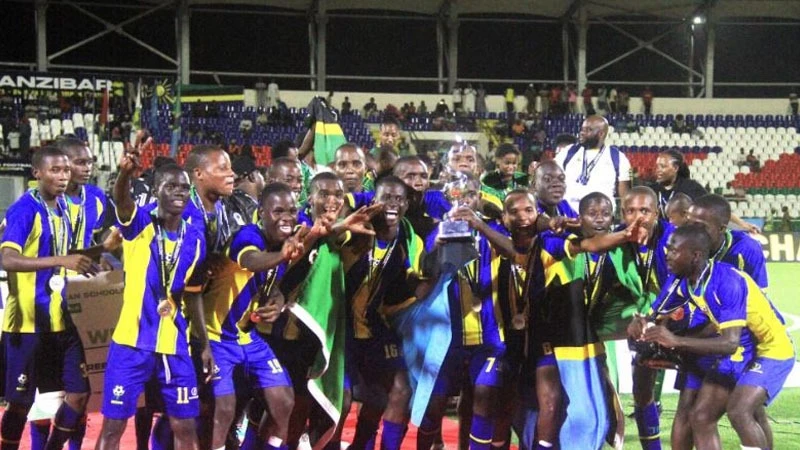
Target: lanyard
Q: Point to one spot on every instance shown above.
(586, 170)
(76, 230)
(167, 263)
(58, 242)
(591, 278)
(221, 226)
(375, 267)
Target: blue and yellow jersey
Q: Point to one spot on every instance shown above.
(87, 215)
(140, 324)
(563, 297)
(563, 208)
(376, 283)
(235, 291)
(475, 309)
(743, 252)
(731, 298)
(434, 202)
(31, 307)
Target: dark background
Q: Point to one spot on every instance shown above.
(278, 43)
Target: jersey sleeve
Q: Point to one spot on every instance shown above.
(729, 299)
(140, 218)
(18, 230)
(247, 239)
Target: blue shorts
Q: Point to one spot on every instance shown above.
(130, 368)
(482, 363)
(49, 360)
(767, 373)
(371, 359)
(261, 367)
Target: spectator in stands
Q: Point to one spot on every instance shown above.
(753, 162)
(530, 97)
(647, 100)
(572, 98)
(441, 109)
(673, 176)
(505, 177)
(593, 166)
(480, 100)
(602, 98)
(623, 100)
(588, 106)
(389, 134)
(346, 107)
(469, 98)
(680, 125)
(612, 100)
(544, 99)
(370, 108)
(273, 94)
(786, 220)
(564, 141)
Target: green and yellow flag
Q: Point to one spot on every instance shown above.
(328, 135)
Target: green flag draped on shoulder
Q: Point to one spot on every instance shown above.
(320, 306)
(328, 135)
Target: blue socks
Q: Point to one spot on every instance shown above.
(162, 438)
(648, 424)
(480, 433)
(251, 440)
(392, 435)
(64, 426)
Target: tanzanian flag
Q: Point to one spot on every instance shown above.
(320, 306)
(328, 135)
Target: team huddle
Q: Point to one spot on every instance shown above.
(225, 266)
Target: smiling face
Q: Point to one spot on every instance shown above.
(463, 159)
(520, 214)
(350, 166)
(414, 174)
(636, 205)
(172, 192)
(395, 203)
(327, 198)
(550, 183)
(278, 217)
(81, 163)
(216, 174)
(53, 175)
(597, 218)
(507, 165)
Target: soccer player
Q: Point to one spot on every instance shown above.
(85, 204)
(351, 167)
(477, 329)
(641, 203)
(161, 253)
(249, 182)
(748, 329)
(287, 170)
(506, 178)
(38, 333)
(573, 269)
(740, 250)
(549, 187)
(378, 282)
(256, 260)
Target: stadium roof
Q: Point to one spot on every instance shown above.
(785, 9)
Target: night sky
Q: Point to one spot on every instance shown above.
(400, 47)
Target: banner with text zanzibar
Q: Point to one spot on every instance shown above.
(780, 247)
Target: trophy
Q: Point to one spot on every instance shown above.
(459, 244)
(449, 229)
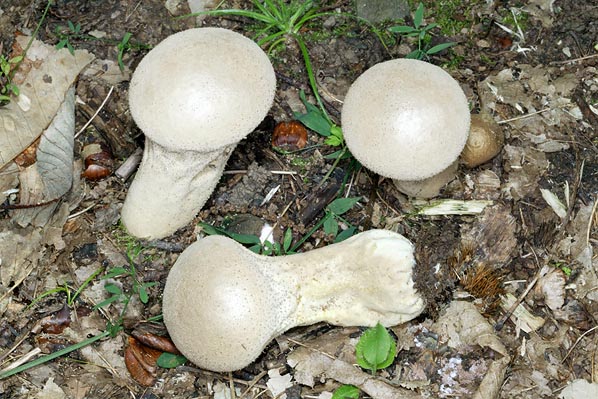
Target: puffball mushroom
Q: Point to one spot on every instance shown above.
(195, 96)
(407, 120)
(223, 303)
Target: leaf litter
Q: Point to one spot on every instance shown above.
(542, 216)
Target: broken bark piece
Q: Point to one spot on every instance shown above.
(492, 237)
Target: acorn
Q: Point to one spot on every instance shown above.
(485, 141)
(98, 162)
(289, 136)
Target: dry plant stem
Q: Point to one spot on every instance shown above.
(24, 359)
(500, 324)
(577, 341)
(96, 113)
(253, 383)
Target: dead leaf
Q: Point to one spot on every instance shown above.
(52, 175)
(51, 391)
(42, 91)
(465, 326)
(580, 389)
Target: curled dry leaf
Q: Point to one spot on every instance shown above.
(161, 343)
(141, 362)
(57, 322)
(289, 136)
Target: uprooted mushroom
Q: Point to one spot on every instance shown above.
(223, 303)
(195, 96)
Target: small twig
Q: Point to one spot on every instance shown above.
(231, 385)
(24, 359)
(590, 222)
(255, 380)
(81, 212)
(312, 349)
(574, 60)
(525, 116)
(577, 341)
(96, 113)
(501, 323)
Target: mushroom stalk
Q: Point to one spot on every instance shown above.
(224, 303)
(195, 96)
(170, 196)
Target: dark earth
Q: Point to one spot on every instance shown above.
(540, 85)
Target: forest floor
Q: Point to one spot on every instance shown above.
(69, 272)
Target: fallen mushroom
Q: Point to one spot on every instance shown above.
(195, 96)
(223, 303)
(407, 120)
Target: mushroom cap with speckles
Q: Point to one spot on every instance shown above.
(219, 310)
(405, 119)
(202, 89)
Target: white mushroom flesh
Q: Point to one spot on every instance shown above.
(223, 303)
(195, 95)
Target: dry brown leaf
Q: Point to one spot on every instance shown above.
(42, 91)
(51, 176)
(464, 326)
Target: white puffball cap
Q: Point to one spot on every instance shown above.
(202, 89)
(405, 119)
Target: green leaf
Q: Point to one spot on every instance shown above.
(313, 119)
(331, 226)
(440, 47)
(342, 205)
(244, 238)
(170, 360)
(345, 154)
(343, 235)
(143, 295)
(113, 289)
(61, 44)
(418, 17)
(346, 392)
(107, 302)
(336, 136)
(401, 29)
(114, 272)
(257, 248)
(376, 349)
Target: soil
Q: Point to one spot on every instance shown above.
(543, 90)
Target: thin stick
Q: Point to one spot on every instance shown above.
(231, 384)
(255, 380)
(501, 323)
(96, 113)
(587, 57)
(525, 116)
(577, 341)
(24, 359)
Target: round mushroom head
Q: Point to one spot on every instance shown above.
(220, 310)
(405, 119)
(202, 89)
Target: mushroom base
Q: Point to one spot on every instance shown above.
(430, 187)
(222, 303)
(170, 188)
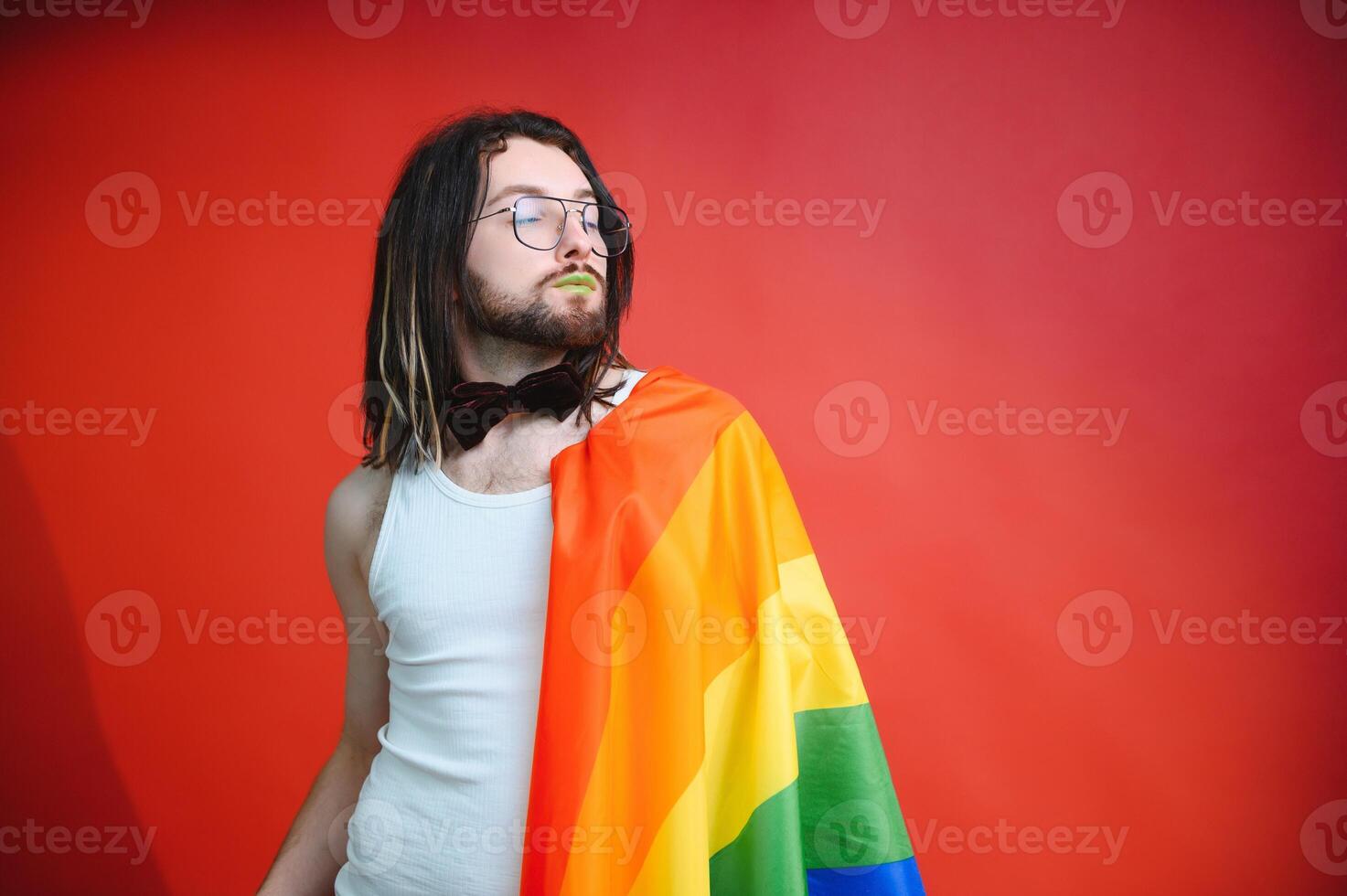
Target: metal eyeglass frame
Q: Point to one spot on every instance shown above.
(626, 221)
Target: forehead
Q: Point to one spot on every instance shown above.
(529, 162)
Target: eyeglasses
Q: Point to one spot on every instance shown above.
(540, 219)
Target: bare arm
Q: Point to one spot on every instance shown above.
(315, 847)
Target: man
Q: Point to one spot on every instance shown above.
(508, 731)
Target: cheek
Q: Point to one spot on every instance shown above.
(512, 269)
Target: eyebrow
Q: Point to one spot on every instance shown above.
(586, 193)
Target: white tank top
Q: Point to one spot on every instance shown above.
(461, 581)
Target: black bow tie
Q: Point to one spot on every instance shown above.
(476, 407)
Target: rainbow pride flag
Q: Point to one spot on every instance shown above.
(702, 727)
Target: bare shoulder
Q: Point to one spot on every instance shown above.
(355, 514)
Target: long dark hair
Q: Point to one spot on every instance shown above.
(421, 261)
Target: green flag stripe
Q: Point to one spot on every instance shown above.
(839, 813)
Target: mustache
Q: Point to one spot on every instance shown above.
(554, 278)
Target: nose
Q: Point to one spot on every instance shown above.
(574, 240)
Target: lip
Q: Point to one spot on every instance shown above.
(577, 281)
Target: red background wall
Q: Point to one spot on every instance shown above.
(1219, 763)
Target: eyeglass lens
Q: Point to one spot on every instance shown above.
(539, 221)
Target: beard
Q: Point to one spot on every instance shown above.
(532, 320)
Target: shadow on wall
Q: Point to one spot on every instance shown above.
(59, 775)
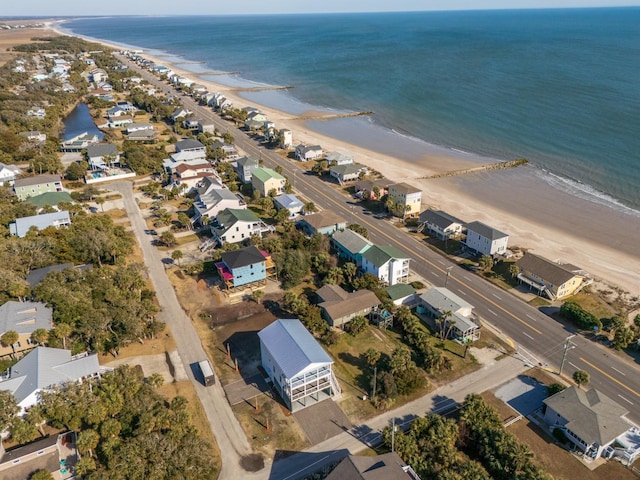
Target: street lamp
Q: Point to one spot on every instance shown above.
(568, 345)
(446, 279)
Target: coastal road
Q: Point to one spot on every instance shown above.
(221, 418)
(533, 333)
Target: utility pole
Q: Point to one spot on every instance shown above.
(448, 275)
(568, 345)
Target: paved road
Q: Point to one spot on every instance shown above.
(537, 337)
(231, 439)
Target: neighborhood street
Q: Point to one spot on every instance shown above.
(538, 338)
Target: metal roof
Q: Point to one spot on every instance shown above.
(591, 415)
(485, 230)
(292, 347)
(443, 299)
(24, 317)
(379, 255)
(44, 367)
(351, 241)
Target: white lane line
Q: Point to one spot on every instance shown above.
(625, 399)
(621, 373)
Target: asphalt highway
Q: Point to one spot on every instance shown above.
(534, 334)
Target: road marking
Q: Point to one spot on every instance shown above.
(621, 373)
(625, 399)
(610, 377)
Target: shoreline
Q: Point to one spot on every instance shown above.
(596, 237)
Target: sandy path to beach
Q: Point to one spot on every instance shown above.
(601, 241)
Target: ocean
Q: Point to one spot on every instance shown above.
(558, 87)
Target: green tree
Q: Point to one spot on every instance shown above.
(581, 377)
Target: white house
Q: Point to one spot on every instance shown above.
(486, 240)
(388, 263)
(296, 364)
(213, 198)
(441, 224)
(43, 368)
(305, 153)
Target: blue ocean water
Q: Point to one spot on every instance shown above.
(559, 87)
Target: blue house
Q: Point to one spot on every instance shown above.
(246, 266)
(350, 245)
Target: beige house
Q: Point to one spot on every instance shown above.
(551, 279)
(266, 180)
(406, 200)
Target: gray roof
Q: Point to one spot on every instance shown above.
(400, 290)
(44, 367)
(242, 257)
(443, 299)
(102, 150)
(439, 218)
(351, 241)
(248, 161)
(388, 466)
(188, 144)
(292, 347)
(37, 180)
(591, 415)
(379, 255)
(22, 225)
(549, 271)
(485, 230)
(24, 317)
(288, 201)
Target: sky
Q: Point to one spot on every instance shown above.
(49, 8)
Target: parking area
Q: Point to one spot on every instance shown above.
(322, 421)
(524, 394)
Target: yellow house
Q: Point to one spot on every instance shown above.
(551, 279)
(406, 200)
(266, 180)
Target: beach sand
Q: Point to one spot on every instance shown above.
(536, 215)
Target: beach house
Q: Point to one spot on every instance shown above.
(485, 240)
(296, 365)
(339, 307)
(245, 167)
(406, 200)
(43, 368)
(268, 182)
(245, 267)
(440, 224)
(324, 223)
(234, 225)
(388, 263)
(550, 279)
(350, 245)
(32, 186)
(304, 153)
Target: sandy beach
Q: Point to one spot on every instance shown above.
(520, 202)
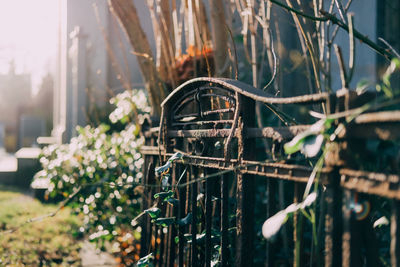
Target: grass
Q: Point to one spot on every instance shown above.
(50, 242)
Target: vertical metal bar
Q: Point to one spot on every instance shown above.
(347, 220)
(224, 220)
(194, 259)
(352, 234)
(155, 248)
(395, 234)
(245, 189)
(208, 218)
(182, 228)
(333, 221)
(271, 189)
(146, 225)
(298, 223)
(172, 229)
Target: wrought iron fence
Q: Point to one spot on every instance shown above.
(232, 174)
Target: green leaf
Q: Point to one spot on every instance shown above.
(185, 221)
(146, 261)
(362, 85)
(153, 212)
(381, 221)
(165, 222)
(176, 156)
(312, 145)
(164, 169)
(164, 195)
(172, 201)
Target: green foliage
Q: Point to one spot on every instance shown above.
(107, 165)
(48, 242)
(146, 261)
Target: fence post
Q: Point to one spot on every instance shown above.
(395, 234)
(245, 189)
(333, 220)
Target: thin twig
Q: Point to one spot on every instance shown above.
(275, 63)
(343, 74)
(352, 48)
(390, 47)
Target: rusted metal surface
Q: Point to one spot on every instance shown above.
(211, 122)
(385, 185)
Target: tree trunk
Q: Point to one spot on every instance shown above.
(127, 16)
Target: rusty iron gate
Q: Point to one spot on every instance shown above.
(229, 163)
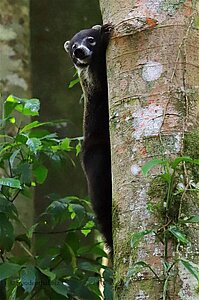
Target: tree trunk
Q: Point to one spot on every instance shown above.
(153, 77)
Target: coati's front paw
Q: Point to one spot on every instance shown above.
(107, 28)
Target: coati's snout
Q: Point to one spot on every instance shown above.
(82, 53)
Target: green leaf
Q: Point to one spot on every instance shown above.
(7, 207)
(13, 294)
(10, 105)
(25, 172)
(193, 219)
(34, 124)
(23, 238)
(180, 236)
(78, 148)
(193, 270)
(73, 82)
(196, 22)
(8, 269)
(58, 210)
(69, 256)
(65, 145)
(152, 163)
(40, 172)
(29, 107)
(11, 182)
(48, 273)
(28, 278)
(33, 144)
(87, 266)
(87, 228)
(60, 288)
(30, 232)
(136, 237)
(6, 233)
(78, 212)
(13, 157)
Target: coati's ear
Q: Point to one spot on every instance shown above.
(66, 46)
(106, 31)
(97, 27)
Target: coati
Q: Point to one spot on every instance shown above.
(87, 50)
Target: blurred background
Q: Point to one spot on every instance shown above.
(33, 63)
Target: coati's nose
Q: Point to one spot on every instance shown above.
(80, 53)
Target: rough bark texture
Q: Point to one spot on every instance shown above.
(153, 77)
(15, 65)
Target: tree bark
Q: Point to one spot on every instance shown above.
(153, 78)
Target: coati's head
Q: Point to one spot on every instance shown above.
(88, 44)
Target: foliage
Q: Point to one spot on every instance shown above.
(68, 269)
(173, 187)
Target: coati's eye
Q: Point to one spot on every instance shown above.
(91, 40)
(74, 46)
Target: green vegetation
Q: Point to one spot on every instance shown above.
(171, 194)
(70, 268)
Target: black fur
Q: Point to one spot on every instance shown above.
(89, 57)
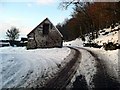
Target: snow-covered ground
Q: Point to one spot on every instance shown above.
(20, 67)
(112, 36)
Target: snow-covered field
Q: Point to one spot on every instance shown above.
(22, 68)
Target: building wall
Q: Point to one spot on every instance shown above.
(36, 39)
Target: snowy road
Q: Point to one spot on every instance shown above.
(89, 66)
(64, 76)
(102, 79)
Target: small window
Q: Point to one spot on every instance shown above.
(51, 26)
(45, 29)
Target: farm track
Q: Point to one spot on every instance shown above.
(102, 79)
(62, 79)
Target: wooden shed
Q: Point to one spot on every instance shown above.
(45, 35)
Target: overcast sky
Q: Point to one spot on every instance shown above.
(27, 14)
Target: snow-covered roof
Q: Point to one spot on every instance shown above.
(42, 23)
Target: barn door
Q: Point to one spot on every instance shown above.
(45, 29)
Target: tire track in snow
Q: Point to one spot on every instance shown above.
(62, 79)
(102, 80)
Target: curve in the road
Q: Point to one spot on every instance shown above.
(63, 77)
(102, 79)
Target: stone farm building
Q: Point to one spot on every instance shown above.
(45, 35)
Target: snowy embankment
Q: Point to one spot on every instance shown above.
(87, 69)
(24, 68)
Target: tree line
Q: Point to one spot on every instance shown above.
(88, 18)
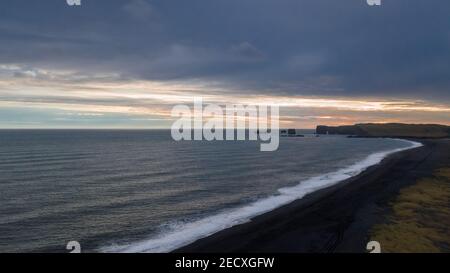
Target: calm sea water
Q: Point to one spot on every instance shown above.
(142, 191)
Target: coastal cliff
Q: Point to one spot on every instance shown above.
(388, 130)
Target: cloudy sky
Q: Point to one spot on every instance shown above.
(125, 63)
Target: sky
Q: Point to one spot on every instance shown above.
(126, 63)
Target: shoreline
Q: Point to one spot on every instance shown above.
(224, 220)
(333, 219)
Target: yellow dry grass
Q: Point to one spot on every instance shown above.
(420, 220)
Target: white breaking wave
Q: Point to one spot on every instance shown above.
(186, 233)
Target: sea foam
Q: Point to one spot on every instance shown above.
(185, 233)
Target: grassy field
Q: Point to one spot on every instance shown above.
(420, 218)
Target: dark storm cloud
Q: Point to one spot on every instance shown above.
(302, 47)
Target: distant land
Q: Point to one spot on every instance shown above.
(388, 130)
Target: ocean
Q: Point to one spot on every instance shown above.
(141, 191)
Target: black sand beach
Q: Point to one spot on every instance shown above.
(336, 219)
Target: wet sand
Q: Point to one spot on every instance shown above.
(335, 219)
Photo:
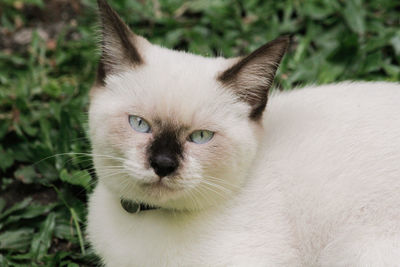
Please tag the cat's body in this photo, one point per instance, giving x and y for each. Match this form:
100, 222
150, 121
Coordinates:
314, 181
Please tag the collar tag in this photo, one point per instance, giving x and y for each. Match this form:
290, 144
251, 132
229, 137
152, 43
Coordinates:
135, 207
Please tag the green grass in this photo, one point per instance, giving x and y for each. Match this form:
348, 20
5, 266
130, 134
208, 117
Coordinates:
44, 88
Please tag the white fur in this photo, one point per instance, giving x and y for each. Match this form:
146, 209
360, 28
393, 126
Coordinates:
317, 184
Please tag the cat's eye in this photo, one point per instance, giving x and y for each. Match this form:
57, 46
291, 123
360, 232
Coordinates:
139, 124
201, 136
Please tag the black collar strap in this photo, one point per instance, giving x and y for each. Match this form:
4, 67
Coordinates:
135, 207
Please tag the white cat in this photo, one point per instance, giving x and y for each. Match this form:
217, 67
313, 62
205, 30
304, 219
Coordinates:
192, 172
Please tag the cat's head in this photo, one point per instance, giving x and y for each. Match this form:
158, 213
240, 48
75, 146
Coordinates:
173, 129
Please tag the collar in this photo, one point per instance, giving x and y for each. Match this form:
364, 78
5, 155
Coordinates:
135, 207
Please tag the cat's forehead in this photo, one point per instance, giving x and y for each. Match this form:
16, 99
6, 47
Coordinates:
173, 84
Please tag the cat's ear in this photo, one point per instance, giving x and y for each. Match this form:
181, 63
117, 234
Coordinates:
251, 77
120, 47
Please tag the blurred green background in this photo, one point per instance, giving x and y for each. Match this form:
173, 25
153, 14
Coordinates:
48, 59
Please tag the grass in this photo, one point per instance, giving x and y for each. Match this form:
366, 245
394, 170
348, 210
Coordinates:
44, 83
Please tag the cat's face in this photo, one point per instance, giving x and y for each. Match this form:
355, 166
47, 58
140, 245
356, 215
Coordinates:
173, 129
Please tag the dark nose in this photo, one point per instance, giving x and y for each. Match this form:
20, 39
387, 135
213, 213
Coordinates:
163, 164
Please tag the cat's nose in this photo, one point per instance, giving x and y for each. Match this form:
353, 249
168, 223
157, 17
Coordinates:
163, 165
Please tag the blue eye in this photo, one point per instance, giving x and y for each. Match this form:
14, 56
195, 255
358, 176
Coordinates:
201, 136
139, 124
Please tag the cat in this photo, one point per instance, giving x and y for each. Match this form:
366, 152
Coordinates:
195, 168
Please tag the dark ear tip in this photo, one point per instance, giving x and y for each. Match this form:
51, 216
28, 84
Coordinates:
285, 40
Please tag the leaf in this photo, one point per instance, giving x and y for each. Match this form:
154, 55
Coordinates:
16, 207
26, 175
80, 178
6, 159
354, 16
16, 240
42, 240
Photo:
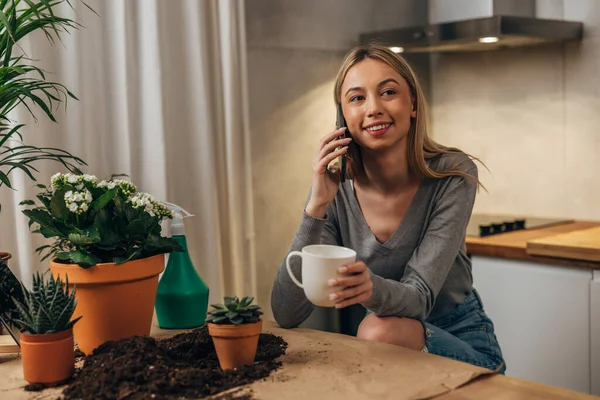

━━━

Problem: Please copy out each line of the material that holds the string "puffball".

Written solution:
Target: puffball mushroom
Target: white puffball cap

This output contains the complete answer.